*** Begin section ***

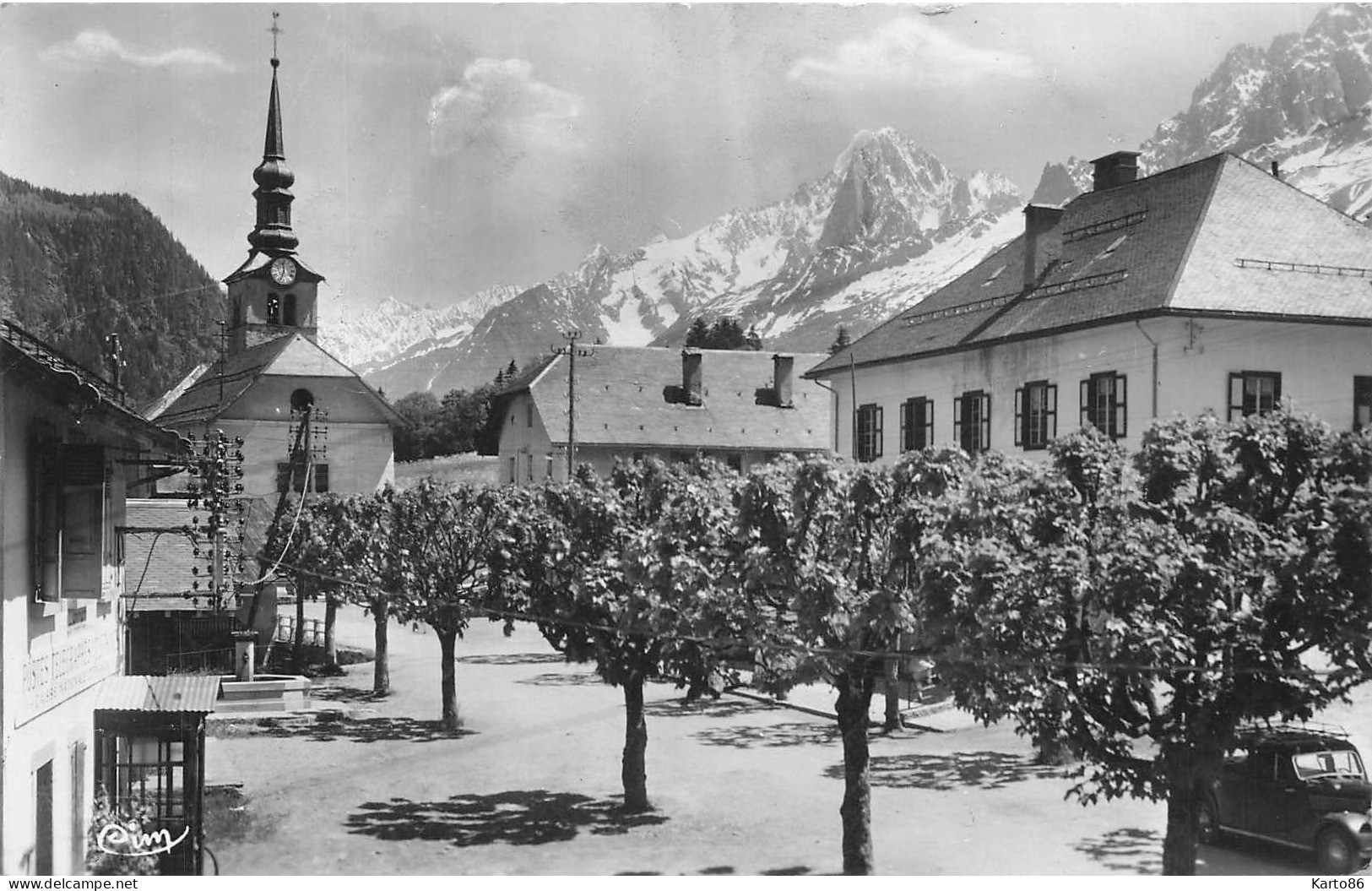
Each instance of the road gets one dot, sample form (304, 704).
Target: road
(530, 785)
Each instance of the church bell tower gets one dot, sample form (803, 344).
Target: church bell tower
(274, 293)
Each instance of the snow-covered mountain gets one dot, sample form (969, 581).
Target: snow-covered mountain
(884, 227)
(1302, 103)
(889, 223)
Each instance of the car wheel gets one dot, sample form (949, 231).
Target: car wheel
(1335, 853)
(1207, 824)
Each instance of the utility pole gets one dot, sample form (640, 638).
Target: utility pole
(571, 350)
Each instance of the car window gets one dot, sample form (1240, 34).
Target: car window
(1345, 763)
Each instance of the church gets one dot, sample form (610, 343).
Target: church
(307, 421)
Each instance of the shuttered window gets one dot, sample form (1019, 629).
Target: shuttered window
(972, 421)
(917, 423)
(1255, 393)
(1361, 403)
(1104, 404)
(1036, 415)
(869, 432)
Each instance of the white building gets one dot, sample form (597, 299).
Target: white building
(1213, 287)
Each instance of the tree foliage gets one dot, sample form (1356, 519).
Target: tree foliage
(1146, 612)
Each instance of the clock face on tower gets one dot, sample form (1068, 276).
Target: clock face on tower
(283, 271)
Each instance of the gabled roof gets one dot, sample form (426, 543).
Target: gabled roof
(1183, 241)
(213, 392)
(621, 399)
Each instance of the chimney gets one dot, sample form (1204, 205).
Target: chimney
(691, 378)
(1114, 169)
(783, 367)
(1043, 241)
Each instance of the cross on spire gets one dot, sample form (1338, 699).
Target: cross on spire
(276, 32)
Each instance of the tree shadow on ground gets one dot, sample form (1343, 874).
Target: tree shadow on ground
(516, 818)
(772, 736)
(563, 678)
(347, 695)
(515, 658)
(983, 770)
(1126, 850)
(706, 709)
(358, 731)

*** End section ***

Action item :: Only the pictures are to be dropped; the rest of the material above must be duplicated exactly.

Finished task ::
Each instance of the road gets one dot, sample form (304, 704).
Target: road
(530, 785)
Each instance of the church bell tower gets one dot, sample form (803, 344).
Target: church bell tower
(274, 293)
Each instance of the snow-covered mountain gets one dot, sample form (969, 581).
Target: snow-covered mountain
(884, 227)
(1302, 103)
(889, 223)
Each instance of the car wheel gets one dot, sample form (949, 231).
Target: car wheel
(1335, 853)
(1207, 824)
Each instance of the utility pole gets one dot, sample form (640, 638).
Target: utility pole
(571, 350)
Each instance of the car window gets one dot, sample form (1240, 34).
Target: car window
(1345, 763)
Each instance of the church gets one dot, sample form (610, 343).
Target: church
(307, 421)
Each instance of the shuttered window gets one dot, sample form (1019, 629).
Target: shuttered window
(972, 421)
(917, 423)
(1255, 393)
(1361, 403)
(1104, 404)
(1036, 415)
(869, 432)
Each instance of the white building gets one dot, sample form (597, 299).
Target: white building
(1213, 287)
Each instance of the tree foliage gets one dot, sample form (1356, 519).
Target: tree foliage
(1146, 612)
Each instance of the clock face on tower gets one dot, sample form (1068, 276).
Target: clock face on tower
(283, 271)
Each instance of the gabled roof gets one dot, sample form (426, 543).
Target: gabled roof
(1183, 241)
(213, 392)
(621, 399)
Each instance of the chimney gets one dot, sample form (1204, 205).
Target: chimney
(691, 378)
(1114, 169)
(783, 367)
(1043, 241)
Each instance of the cross on spire gets one dot, sample form (1338, 699).
Target: cross on spire
(276, 32)
Each instance of the tree shadow on ground gets one dot, sample form (1343, 874).
Target: tree shadow on ground
(516, 818)
(772, 736)
(563, 678)
(347, 695)
(515, 658)
(983, 770)
(1126, 850)
(706, 709)
(358, 731)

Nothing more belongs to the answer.